Nothing below is to be printed except the lines between the line holding "Q: Point to the dark wood" and the line holding "Target: white ceiling", inclusive, each exactly as it appears.

** MATERIAL PROVIDED follows **

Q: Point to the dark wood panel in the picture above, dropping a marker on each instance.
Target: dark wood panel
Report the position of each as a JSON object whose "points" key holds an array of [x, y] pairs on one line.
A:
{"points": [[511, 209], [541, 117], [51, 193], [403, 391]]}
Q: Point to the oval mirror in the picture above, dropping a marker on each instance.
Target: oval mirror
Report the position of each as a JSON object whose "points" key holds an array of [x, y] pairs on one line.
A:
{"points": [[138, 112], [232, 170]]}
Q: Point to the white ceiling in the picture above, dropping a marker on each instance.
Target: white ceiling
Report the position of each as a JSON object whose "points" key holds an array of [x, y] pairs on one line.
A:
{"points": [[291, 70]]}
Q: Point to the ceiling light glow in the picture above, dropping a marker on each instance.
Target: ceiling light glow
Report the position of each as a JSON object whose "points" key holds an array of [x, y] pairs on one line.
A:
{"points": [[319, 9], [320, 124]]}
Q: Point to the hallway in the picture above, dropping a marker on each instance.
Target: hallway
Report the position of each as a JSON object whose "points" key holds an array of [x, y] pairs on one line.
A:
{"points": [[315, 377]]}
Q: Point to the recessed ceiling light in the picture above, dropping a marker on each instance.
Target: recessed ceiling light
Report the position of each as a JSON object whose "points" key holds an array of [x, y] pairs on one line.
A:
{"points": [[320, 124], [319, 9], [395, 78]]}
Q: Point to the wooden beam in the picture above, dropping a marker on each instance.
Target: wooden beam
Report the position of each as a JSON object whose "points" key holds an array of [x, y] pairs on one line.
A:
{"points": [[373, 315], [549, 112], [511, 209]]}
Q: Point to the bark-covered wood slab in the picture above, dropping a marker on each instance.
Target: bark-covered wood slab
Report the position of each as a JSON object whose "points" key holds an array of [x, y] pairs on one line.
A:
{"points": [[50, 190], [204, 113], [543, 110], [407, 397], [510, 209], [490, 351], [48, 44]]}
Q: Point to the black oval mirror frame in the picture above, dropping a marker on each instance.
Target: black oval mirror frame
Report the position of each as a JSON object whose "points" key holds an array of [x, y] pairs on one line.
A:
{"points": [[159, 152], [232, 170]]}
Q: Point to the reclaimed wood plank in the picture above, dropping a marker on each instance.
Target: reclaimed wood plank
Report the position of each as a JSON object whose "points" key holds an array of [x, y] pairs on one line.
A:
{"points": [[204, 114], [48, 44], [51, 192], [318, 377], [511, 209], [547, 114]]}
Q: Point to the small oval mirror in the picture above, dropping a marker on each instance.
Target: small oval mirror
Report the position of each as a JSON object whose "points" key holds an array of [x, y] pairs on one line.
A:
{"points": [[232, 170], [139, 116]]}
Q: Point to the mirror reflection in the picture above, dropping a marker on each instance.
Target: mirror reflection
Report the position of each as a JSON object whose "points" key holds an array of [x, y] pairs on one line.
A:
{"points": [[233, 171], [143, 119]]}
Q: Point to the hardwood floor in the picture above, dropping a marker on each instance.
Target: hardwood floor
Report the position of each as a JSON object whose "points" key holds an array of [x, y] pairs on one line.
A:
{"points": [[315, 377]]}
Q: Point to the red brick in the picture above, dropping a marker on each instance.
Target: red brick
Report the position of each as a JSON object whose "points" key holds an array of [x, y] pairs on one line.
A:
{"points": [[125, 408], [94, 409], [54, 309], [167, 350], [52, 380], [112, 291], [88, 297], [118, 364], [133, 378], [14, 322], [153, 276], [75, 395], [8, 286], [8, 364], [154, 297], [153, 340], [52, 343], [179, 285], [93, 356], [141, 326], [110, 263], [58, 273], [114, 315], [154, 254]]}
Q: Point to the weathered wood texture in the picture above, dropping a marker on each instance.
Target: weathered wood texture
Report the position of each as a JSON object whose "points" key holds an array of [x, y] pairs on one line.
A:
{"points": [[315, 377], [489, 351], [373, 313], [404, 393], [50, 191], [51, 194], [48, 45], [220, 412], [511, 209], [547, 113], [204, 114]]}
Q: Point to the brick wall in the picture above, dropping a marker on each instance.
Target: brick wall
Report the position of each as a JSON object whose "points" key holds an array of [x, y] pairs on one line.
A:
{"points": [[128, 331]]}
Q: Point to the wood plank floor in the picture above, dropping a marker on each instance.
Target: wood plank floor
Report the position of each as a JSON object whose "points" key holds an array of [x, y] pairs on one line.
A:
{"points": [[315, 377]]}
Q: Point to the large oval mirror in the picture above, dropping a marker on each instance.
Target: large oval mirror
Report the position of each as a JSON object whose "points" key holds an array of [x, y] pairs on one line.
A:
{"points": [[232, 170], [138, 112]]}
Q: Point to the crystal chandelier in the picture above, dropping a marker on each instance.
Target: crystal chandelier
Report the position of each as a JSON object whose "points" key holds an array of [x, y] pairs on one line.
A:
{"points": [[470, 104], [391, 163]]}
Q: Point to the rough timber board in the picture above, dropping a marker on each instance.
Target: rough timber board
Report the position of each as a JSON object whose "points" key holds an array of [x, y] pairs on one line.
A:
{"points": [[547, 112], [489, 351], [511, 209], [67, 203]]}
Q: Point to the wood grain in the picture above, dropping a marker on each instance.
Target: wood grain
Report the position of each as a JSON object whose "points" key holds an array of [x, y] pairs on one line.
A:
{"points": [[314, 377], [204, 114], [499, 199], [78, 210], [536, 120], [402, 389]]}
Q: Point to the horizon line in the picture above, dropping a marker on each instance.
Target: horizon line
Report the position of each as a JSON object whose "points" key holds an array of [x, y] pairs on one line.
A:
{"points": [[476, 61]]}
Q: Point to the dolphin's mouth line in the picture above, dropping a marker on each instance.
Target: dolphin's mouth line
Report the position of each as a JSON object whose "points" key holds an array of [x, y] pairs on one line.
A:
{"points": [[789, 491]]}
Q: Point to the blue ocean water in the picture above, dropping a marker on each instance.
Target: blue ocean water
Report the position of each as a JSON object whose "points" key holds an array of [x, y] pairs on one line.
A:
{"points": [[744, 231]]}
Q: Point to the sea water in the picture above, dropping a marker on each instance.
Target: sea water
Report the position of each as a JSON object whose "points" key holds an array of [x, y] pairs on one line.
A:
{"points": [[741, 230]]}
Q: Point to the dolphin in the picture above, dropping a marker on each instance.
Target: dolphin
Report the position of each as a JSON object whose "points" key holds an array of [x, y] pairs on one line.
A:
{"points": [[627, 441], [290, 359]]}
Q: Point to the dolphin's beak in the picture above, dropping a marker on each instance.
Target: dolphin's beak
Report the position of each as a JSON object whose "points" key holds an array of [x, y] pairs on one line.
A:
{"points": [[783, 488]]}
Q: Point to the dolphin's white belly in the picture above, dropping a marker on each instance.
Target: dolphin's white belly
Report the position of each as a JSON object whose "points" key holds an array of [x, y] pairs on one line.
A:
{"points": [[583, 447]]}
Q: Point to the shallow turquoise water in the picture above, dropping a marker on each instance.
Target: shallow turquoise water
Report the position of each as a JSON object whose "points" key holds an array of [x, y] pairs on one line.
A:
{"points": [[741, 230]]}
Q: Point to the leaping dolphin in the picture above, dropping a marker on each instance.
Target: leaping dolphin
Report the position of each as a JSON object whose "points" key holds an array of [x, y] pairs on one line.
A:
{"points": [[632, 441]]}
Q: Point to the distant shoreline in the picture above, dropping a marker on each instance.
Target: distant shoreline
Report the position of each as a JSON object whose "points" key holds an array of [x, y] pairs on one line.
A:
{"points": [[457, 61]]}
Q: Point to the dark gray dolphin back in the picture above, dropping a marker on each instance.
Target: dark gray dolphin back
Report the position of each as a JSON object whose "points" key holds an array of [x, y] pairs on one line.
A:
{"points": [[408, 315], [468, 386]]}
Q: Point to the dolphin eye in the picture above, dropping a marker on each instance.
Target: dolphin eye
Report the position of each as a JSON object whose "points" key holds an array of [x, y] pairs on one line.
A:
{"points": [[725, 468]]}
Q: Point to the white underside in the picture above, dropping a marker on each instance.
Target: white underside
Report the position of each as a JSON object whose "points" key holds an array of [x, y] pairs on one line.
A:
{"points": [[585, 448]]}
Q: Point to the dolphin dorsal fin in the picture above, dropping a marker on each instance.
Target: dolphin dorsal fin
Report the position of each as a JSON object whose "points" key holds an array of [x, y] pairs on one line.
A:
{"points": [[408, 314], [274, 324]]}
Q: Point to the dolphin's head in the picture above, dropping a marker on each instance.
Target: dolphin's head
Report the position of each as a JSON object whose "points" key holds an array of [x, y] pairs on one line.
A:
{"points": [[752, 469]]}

** End of MATERIAL PROVIDED **
** MATERIAL PROVIDED follows **

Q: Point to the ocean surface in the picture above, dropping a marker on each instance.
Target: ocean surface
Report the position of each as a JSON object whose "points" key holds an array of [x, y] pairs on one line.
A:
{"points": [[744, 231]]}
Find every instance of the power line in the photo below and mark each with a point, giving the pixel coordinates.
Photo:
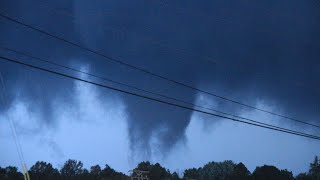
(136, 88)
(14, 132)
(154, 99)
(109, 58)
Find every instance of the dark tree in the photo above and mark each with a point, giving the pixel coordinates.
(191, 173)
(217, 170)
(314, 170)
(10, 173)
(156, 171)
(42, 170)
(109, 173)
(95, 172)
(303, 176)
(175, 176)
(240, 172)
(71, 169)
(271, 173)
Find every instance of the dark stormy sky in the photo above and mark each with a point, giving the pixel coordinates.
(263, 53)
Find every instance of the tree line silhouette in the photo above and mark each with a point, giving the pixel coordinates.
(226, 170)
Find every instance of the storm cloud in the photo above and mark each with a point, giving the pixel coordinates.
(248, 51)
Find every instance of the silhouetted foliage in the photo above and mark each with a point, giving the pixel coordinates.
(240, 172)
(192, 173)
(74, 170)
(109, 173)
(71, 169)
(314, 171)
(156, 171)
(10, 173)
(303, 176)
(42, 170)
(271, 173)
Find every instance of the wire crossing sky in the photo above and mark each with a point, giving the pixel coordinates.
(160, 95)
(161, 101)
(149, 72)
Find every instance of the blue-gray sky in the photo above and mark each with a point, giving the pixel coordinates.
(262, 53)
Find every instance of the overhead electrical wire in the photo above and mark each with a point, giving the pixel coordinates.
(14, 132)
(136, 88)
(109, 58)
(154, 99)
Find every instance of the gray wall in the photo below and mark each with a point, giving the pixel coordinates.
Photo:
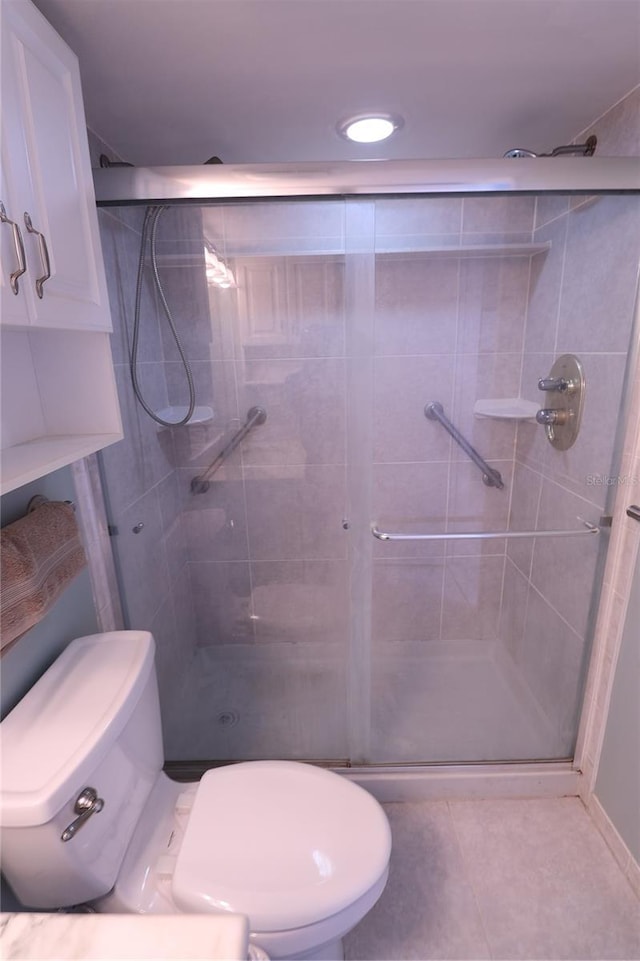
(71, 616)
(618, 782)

** End of MATERIAL PROVIDED **

EXERCISE SOLUTION =
Q: Point to the dark wood panel in the picture above, dropping a marker on each instance.
Target: dark wood panel
Report the position of each as a JSON object whose "points" key holds an array of [x, y] pairs on one line.
A:
{"points": [[511, 209], [541, 117], [51, 193], [403, 391]]}
Q: Point to the oval mirror in the picture above, dropping a marker on each instance.
Target: oval mirror
Report the position of each as a JSON object whose "points" key holds an array of [x, y] pairs on one line.
A:
{"points": [[138, 112], [232, 170]]}
Q: Point to the white ceiling in the picture above, dropping a marker on each instance.
Target: white ceiling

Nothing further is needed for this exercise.